◆ ROWS:
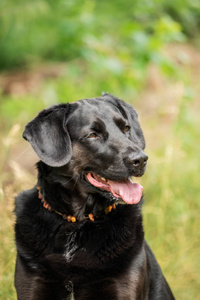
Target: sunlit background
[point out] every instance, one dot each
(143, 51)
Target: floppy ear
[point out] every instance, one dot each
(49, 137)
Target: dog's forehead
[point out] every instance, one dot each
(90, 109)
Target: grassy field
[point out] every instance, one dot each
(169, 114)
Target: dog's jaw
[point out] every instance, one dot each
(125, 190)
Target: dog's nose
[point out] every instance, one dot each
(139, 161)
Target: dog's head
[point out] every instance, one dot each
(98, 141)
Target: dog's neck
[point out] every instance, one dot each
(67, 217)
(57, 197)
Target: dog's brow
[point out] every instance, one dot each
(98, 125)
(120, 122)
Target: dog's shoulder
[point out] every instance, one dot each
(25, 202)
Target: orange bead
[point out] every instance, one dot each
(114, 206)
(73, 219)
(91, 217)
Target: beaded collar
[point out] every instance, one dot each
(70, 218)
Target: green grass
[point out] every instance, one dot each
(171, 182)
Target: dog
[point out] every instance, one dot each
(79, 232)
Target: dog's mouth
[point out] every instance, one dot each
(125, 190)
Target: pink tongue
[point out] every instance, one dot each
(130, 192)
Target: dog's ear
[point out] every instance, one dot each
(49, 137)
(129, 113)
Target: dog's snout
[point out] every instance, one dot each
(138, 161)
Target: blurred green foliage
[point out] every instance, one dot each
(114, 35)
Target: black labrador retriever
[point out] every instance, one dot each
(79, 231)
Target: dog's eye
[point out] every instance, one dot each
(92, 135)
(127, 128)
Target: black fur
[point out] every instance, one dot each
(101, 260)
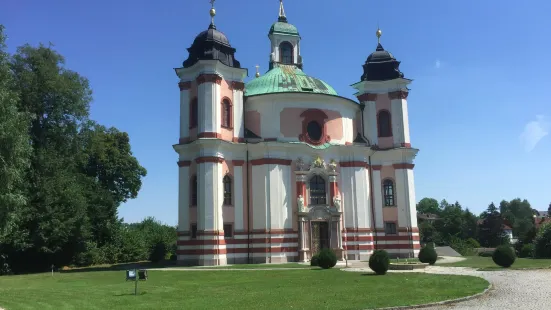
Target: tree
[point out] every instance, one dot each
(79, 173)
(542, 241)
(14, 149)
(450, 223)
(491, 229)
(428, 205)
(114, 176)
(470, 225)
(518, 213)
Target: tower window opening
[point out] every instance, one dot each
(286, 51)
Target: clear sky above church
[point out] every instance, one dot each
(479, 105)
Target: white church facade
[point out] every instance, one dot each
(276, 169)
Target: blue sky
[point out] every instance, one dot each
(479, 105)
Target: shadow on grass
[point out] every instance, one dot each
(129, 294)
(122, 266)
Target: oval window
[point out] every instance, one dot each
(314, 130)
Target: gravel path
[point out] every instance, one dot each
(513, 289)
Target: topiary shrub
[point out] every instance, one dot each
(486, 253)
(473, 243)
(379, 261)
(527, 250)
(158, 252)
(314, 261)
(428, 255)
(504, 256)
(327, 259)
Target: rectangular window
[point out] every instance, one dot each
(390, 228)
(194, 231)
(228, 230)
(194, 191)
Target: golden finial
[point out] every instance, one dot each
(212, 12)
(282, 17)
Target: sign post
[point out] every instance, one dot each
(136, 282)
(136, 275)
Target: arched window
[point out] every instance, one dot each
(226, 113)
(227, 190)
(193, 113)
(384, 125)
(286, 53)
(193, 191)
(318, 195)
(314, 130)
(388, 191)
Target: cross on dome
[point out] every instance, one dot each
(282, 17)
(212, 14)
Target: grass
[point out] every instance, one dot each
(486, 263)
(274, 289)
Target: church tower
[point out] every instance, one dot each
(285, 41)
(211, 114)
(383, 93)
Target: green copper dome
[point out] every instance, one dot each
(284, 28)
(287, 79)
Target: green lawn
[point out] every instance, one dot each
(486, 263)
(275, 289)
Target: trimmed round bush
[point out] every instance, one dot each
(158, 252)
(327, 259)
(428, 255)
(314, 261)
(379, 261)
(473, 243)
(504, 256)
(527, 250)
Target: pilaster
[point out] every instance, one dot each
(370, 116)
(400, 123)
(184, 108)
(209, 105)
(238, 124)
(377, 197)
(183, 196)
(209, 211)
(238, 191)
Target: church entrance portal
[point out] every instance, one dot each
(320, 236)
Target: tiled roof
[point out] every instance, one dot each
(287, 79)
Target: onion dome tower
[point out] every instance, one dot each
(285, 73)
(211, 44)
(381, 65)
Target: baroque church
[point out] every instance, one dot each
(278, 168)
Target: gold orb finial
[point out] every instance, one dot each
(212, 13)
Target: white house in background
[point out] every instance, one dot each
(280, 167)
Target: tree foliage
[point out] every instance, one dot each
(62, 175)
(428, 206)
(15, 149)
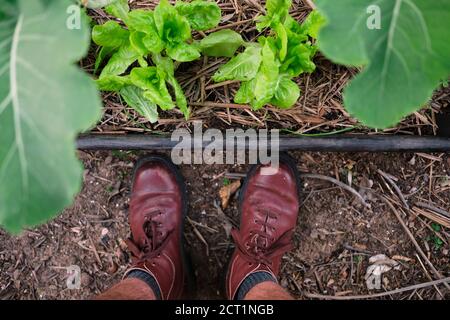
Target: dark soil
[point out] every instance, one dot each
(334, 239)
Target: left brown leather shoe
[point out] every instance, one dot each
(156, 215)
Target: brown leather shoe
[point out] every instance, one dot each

◆ THE REQUEST:
Rewrite all the items above, replacing "Target" with "Object" everywhere and leaving everything else unchanged, and omit the pictures from your answer.

◆ WORKED SOLUTION:
Object: sunlit background
[point out] every instance, one dot each
(143, 51)
Object: floppy ear
[point out] every instance, one dot each
(49, 137)
Object: dog's forehead
[point out] every instance, one dot each
(90, 109)
Object: grassy field
[point out] every instance, one dot each
(169, 114)
Object: dog's jaw
[point out] every instance, one dot each
(125, 190)
Object: dog's nose
[point out] every instance, one dot each
(139, 161)
Object: dog's head
[point out] every instance, one dot each
(98, 141)
Object: dog's neck
[point out] every instance, one dot each
(67, 217)
(57, 197)
Object: dog's brow
[point out] every instance, one dot each
(98, 125)
(120, 122)
Object: dog's shoulder
[point out] every instance, one dot each
(25, 202)
Object: orange bead
[point out] every instance, one dot each
(114, 206)
(73, 219)
(91, 217)
Object: beaded collar
[point out] every instance, one dot each
(70, 218)
Object: green grass
[point out] every instance, one dot each
(171, 182)
Object: dog
[point out] every instance, one dot each
(79, 232)
Object: dog's mouth
[point out] every instance, one dot each
(125, 190)
Object: pink tongue
[point out] every instance, one dot each
(130, 192)
Object: dog's ear
[point out] every instance, one dot each
(49, 137)
(129, 113)
Object: dog's snout
[point out] every instance, one dot each
(138, 161)
Object: blurred green foliage
[point out] every instance, one dot each
(114, 35)
Object: black labrador retriever
[point out] every instance, one dot each
(79, 231)
Object: dog's eye
[point out] every instance, one dot each
(92, 135)
(127, 128)
Object: black fur
[point out] every instance, one dot each
(101, 260)
Object: tree
[point out] every instance, one dot each
(79, 173)
(542, 241)
(14, 149)
(450, 223)
(491, 229)
(428, 205)
(114, 176)
(470, 225)
(518, 213)
Object: tower window opening
[point out] every instance, one dot each
(286, 51)
Object: clear sky above church
[point out] every instance, one dot each
(479, 105)
Object: white church facade
[point out] every instance, one dot each
(276, 169)
Object: blue sky
[point out] every instance, one dot each
(479, 105)
Object: shadow on grass
[point out] every instance, one dot each
(129, 294)
(122, 266)
Object: oval window
[point out] every instance, one dot each
(314, 130)
Object: gravel path
[point out] every instance, one dot each
(513, 289)
Object: topiary shrub
[point out] every instance, one dot each
(486, 253)
(473, 243)
(379, 261)
(527, 250)
(158, 252)
(314, 261)
(428, 255)
(504, 256)
(327, 259)
Object: rectangular window
[point out] every instance, one dot each
(390, 228)
(194, 231)
(228, 230)
(194, 191)
Object: golden finial
[point out] every instance, one dot each
(212, 12)
(282, 17)
Object: sign post
[point out] every instance, one dot each
(136, 282)
(136, 275)
Object: arched window
[point out] every instance, one dot each
(226, 113)
(227, 190)
(193, 113)
(384, 125)
(286, 53)
(193, 191)
(318, 195)
(314, 130)
(388, 191)
Object: cross on dome
[point out] every instance, one dot each
(282, 17)
(212, 14)
Object: grass
[point out] every instance, one dot each
(486, 263)
(274, 289)
Object: church tower
[point out] every instance, one dot each
(285, 41)
(211, 114)
(383, 93)
Object: green copper dome
[point out] every instance, one dot each
(284, 28)
(287, 79)
Object: green lawn
[point out] every instance, one dot each
(486, 263)
(275, 289)
Object: trimmed round bush
[point out] every instance, one dot each
(158, 252)
(327, 259)
(428, 255)
(314, 261)
(379, 261)
(473, 243)
(504, 256)
(527, 250)
Object: pilaster
[point out] every instance, one dot each
(370, 116)
(400, 123)
(184, 108)
(209, 105)
(238, 124)
(377, 197)
(183, 196)
(209, 211)
(238, 191)
Object: church entrance portal
[point out] every instance, one dot each
(320, 236)
Object: tiled roof
[point out] every instance, one dot each
(287, 79)
Object: onion dome tower
[point out] every instance, one dot each
(285, 73)
(211, 44)
(381, 65)
Object: baroque church
[point out] every instance, one dot each
(278, 168)
Object: gold orb finial
[point out] every instance, one dot each
(212, 13)
Object: white house in background
[point out] every instance, one dot each
(280, 167)
Object: tree foliage
[point out] every instance, one dot each
(62, 175)
(428, 206)
(15, 149)
Object: dark soil
[point out] every instance, one dot each
(334, 239)
Object: left brown leather shoe
[point out] every instance, one dot each
(156, 215)
Object: brown leather shoe
[point out] every instance, one dot each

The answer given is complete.